本文:

再生の彼
解説
「愛欲の絆」「真紅の海」に次ぐリチャード・バーセルメス氏主演の映画で氏の最初の発声映画として製作されたものである。コートニー・ライリー・クーパー氏の原作を「真紅の海」のブラッドリー・キング女史が脚色し、「情炎の美姫」「あこがれ」のフランク・ロイド氏が監督した。助演者は「真紅の海」「煩悩」のベティー・カンプソン嬢を筆頭に、新顔のルイ・ナトー氏・ジョージ・E・ストーン氏、ウィリアム・ホールデン氏等で、「愛欲の絆」「高速度娘蕾の巻」のアーネスト・ホーラー氏が撮影している。
1929年製作/アメリカ
原題または英題:Weary River
ストーリー
ニューヨークの暗黒街に覇を唱えるジェリー・ララビーは酒の密輸入団の団長だったが、彼は伊達姿にふさわしい美しい声の持ち主であり且つピアノ弾奏に長けていた。彼は美しい情婦のアリスと一緒に贅沢なアパートメント住いをして好きな流行唄を口ずさんではアリスを悦ばせていた。ところがかジェリーと対立している一団の首魁スパドーニの密告の結果彼は刑務所につながれる身の上となった。彼はスパドーニに復讐してやろうという一念で出獄の日を待っていたが刑務所長は温情に富んだ人で囚人の境遇に同情して彼らの荒んだ心を和らげるのに妙を得ていて、復讐の鬼のようなジェリーさえ遂に善良な模範囚人となるように感化した。人生は流るる河である、行きなやむ水ほど大河へ出る日が近い、という刑務所長の教えを深く胸に刻んだジェリーは、この感銘を主題として「悩める河」という歌を作曲した。そしてある時刑務所のオーケストラがラジオ放送をした時、彼はこの歌を自ら弾きながら歌った。アリスは久し振りで愛人の声を聞き過ぎ去った楽しい日を偲んで涙ぐんだ。ジェリーは放送界の人気者となり賞賛されたが、特赦の日が来て出獄するとやはり世間は彼を前科者として冷やかに白眼視した。ジェリーは身を置くところがないので昔ながらに彼を歓迎してくれる仲間の許へ赴いた。すると邪魔者が戻ったのを気にするスパドーニはジェリーを殺しに押掛け、一夜大衝突が起った。しかし刑務所長とアリスとの努力でジェリーは無事だった。彼はこの2人の愛に救われ正しい人の道をあゆむ人となったのである。

提示データ:

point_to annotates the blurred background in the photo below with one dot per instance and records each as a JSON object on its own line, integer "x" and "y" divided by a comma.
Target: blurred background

課題内容:
本文について、次の問いに答えなさい。
1. この映画を監督したのは誰か。
2. この映画の原題または英題は何か。
3. 刑務所長の教えを主題としてジェリーが作曲した歌の題名は何か。
データは本文とは別個の資料である。

記述解答:
1. フランク・ロイド氏
2. Weary River
3. 「悩める河」